▸ **Prompt**: Select every line of the material below that contains the string "bottom", matching case exactly, and copy each selected line unchanged.

▸ **Source records**:

--- START ---

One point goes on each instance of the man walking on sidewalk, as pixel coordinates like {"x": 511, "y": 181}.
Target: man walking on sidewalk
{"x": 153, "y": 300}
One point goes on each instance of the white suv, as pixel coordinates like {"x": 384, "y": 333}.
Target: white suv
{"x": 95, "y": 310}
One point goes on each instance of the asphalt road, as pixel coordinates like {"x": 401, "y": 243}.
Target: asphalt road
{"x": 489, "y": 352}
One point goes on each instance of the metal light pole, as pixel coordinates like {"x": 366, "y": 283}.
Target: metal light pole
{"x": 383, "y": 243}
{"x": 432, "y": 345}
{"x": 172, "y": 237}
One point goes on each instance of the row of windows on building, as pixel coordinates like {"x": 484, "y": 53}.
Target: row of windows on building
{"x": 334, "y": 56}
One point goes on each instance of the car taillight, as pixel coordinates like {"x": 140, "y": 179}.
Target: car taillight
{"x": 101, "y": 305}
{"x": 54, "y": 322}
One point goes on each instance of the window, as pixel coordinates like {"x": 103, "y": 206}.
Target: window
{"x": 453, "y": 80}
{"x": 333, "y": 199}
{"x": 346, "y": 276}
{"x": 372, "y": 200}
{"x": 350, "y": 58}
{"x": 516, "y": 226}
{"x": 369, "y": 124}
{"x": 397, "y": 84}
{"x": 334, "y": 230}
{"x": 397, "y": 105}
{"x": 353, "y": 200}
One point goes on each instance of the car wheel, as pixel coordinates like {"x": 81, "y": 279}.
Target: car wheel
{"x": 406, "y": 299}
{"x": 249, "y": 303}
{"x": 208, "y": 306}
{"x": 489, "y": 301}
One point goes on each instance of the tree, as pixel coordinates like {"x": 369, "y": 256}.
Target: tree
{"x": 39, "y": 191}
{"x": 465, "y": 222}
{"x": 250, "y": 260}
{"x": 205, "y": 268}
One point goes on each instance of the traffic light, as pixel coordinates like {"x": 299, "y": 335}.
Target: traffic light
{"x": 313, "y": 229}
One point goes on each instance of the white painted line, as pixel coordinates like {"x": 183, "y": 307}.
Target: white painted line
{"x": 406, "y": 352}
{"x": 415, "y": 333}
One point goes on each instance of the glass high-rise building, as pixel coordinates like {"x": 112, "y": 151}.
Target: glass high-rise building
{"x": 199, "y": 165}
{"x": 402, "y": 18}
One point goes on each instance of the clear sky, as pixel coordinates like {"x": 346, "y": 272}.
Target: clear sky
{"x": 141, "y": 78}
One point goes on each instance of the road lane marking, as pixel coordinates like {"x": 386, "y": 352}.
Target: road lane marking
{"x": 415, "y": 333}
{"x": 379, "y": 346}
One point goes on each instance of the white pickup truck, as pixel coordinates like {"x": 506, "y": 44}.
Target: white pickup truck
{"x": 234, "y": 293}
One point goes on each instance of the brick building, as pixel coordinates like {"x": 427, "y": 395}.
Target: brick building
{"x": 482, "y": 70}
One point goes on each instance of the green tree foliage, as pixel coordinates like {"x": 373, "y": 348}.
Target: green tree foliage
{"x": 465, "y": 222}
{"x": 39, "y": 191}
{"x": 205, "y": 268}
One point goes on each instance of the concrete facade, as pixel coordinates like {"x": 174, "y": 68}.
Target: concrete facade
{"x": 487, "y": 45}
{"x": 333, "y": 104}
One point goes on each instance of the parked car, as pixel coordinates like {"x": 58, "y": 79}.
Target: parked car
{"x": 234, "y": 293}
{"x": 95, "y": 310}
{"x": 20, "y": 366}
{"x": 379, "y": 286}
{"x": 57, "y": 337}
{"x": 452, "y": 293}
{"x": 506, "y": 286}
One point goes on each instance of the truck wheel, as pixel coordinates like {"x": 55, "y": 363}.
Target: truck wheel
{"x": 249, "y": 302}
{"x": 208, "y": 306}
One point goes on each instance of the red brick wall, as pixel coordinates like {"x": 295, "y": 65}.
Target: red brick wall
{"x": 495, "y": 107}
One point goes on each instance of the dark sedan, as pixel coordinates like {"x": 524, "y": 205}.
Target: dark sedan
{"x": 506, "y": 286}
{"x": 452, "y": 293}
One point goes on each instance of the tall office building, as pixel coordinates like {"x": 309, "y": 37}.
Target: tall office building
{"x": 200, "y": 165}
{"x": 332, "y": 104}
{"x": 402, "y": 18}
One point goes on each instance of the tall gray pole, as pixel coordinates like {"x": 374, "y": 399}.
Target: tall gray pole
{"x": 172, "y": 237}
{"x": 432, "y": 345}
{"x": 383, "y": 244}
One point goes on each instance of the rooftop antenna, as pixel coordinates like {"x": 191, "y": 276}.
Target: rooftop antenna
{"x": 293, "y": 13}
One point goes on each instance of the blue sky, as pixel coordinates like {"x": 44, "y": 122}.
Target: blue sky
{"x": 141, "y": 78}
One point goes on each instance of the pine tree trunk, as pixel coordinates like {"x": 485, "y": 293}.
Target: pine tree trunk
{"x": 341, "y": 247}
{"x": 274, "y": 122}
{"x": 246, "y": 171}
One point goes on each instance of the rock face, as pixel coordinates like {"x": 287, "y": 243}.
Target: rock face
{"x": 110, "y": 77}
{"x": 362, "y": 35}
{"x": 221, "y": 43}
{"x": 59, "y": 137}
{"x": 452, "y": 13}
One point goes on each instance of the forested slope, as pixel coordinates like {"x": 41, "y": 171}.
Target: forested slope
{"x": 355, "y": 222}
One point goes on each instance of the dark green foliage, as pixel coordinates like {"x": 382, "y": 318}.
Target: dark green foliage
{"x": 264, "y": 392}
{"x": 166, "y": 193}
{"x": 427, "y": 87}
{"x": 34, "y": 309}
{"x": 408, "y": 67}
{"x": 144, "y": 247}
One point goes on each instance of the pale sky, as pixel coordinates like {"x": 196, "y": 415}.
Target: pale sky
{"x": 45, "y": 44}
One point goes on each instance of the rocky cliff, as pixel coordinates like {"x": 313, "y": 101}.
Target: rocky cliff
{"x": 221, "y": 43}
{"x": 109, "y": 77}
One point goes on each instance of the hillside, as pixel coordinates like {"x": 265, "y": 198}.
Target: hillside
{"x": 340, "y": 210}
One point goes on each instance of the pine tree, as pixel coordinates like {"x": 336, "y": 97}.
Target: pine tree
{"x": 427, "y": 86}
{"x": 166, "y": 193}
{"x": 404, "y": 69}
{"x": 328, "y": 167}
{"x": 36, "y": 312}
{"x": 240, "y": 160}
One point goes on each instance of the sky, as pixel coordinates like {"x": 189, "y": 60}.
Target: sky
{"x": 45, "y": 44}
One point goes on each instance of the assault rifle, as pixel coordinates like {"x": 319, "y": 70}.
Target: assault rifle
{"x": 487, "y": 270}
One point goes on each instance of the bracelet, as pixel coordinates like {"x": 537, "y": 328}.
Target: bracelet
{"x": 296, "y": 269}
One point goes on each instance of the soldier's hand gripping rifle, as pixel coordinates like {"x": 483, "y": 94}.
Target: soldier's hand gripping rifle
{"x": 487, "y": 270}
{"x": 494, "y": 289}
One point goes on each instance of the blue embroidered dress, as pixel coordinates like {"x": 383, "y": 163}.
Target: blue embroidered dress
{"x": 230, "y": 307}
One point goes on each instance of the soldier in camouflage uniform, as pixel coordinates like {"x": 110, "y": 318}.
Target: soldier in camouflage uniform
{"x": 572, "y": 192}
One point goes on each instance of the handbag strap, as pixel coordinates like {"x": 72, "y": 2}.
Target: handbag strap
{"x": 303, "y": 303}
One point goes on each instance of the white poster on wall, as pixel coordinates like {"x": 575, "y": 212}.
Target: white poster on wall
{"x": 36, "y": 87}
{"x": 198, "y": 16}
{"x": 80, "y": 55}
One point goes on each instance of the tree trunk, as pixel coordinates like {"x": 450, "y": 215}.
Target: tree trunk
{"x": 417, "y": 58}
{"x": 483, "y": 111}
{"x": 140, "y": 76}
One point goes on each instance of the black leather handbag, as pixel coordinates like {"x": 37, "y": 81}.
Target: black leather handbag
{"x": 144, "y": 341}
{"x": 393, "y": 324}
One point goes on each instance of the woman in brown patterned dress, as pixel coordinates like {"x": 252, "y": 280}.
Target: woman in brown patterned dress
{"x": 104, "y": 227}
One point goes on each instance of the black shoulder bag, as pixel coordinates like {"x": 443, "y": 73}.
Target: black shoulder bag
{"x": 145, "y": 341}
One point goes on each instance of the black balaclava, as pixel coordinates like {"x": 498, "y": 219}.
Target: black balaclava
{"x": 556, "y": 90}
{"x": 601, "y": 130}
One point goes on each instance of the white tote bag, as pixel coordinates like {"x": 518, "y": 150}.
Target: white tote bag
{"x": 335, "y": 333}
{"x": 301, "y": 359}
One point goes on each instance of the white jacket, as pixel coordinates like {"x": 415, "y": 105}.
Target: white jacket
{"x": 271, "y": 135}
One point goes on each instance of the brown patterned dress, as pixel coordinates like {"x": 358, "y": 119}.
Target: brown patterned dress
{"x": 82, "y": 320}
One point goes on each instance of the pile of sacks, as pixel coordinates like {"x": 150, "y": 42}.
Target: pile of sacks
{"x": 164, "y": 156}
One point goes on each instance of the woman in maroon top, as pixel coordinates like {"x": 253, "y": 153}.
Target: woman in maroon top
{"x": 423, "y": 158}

--- END ---
--- START ---

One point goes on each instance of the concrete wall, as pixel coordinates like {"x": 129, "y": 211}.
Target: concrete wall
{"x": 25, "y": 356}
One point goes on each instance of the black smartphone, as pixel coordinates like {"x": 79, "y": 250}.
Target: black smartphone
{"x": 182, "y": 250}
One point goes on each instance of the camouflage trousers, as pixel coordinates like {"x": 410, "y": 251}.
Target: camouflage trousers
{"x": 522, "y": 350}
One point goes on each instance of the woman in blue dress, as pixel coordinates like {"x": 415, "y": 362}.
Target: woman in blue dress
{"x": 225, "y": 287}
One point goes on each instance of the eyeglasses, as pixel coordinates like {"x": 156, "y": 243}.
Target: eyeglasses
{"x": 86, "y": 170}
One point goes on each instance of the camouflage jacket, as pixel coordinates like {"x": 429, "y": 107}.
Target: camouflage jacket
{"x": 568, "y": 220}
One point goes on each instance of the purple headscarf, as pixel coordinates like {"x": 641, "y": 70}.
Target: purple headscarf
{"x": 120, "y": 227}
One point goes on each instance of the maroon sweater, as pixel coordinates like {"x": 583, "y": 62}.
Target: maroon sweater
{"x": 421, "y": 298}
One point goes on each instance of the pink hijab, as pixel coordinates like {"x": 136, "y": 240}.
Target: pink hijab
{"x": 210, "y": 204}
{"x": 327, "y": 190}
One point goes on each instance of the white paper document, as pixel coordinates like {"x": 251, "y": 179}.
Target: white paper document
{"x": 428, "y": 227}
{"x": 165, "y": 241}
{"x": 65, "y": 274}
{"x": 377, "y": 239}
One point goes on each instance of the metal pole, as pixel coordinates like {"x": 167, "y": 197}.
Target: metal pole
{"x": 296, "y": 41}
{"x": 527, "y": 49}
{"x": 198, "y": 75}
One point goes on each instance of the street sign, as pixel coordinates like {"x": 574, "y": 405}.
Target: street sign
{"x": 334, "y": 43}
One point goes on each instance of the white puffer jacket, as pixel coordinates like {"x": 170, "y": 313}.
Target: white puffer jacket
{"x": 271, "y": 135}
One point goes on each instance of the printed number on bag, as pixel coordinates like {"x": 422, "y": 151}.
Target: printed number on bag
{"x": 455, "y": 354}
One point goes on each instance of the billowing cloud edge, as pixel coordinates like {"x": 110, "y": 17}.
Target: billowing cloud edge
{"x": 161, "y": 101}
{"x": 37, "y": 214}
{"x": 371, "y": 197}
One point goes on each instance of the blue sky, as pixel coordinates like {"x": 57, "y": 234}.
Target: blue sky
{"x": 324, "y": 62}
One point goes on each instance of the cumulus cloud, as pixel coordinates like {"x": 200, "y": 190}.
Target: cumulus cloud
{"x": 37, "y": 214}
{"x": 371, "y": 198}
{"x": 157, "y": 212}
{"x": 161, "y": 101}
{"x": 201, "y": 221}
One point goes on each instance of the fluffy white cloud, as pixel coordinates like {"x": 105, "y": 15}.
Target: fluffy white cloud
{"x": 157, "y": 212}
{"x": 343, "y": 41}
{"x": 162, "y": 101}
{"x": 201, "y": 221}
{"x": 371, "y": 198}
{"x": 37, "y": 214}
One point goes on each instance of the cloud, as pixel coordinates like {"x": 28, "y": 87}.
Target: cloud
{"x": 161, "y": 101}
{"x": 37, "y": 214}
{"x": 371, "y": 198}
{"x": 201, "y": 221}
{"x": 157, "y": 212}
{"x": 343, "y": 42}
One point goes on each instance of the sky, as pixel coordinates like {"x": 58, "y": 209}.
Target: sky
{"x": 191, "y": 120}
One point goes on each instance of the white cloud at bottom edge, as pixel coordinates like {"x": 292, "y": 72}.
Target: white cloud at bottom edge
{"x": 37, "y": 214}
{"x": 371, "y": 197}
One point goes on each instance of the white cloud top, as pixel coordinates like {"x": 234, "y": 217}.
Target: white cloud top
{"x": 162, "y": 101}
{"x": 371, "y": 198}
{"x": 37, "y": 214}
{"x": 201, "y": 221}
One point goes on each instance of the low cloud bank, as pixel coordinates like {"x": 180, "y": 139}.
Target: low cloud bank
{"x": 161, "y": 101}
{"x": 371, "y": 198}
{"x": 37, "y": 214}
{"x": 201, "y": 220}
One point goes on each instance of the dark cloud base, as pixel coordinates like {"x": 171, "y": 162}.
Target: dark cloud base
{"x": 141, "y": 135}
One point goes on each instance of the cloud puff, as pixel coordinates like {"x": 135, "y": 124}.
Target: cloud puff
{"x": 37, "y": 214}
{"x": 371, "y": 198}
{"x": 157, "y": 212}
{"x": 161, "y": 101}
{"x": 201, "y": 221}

--- END ---
--- START ---

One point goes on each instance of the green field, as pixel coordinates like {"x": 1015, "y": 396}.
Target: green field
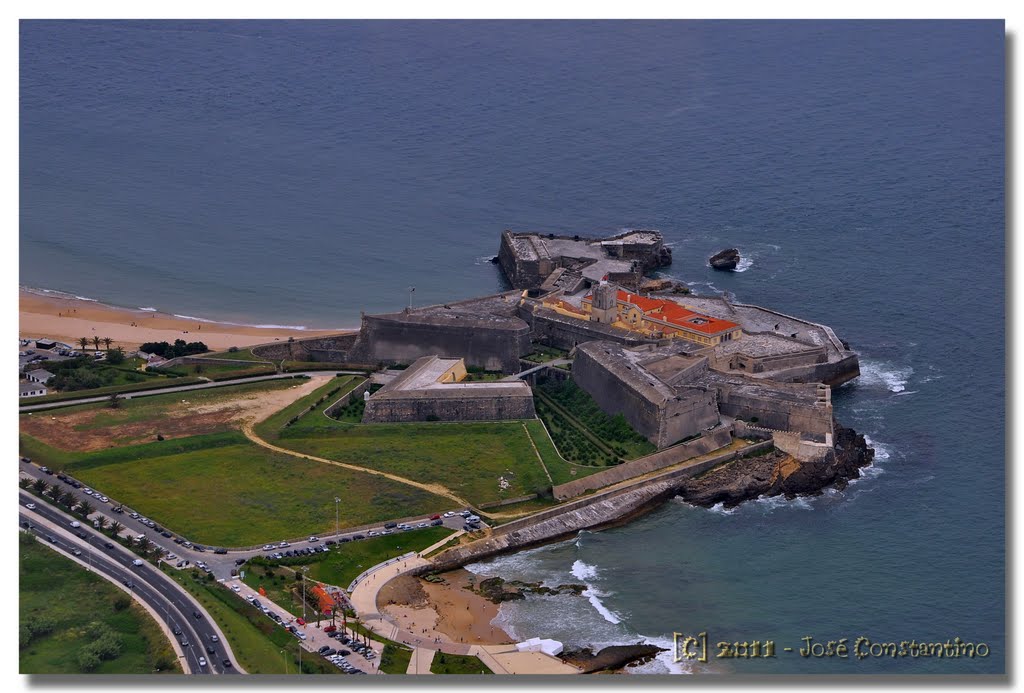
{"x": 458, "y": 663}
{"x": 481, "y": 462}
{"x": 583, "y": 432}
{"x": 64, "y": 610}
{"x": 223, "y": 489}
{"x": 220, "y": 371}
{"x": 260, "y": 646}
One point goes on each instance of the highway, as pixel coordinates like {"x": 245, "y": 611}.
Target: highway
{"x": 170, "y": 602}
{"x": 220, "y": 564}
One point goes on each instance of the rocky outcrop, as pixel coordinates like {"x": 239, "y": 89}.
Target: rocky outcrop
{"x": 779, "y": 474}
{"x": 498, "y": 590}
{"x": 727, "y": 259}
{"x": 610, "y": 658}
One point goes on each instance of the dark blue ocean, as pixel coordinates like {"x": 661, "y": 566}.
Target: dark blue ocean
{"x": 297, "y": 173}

--- END ---

▸ **Solution to this task**:
One point goes on each instance of the white cloud at bottom edge, as pixel coordinates like {"x": 292, "y": 72}.
Target: white cloud at bottom edge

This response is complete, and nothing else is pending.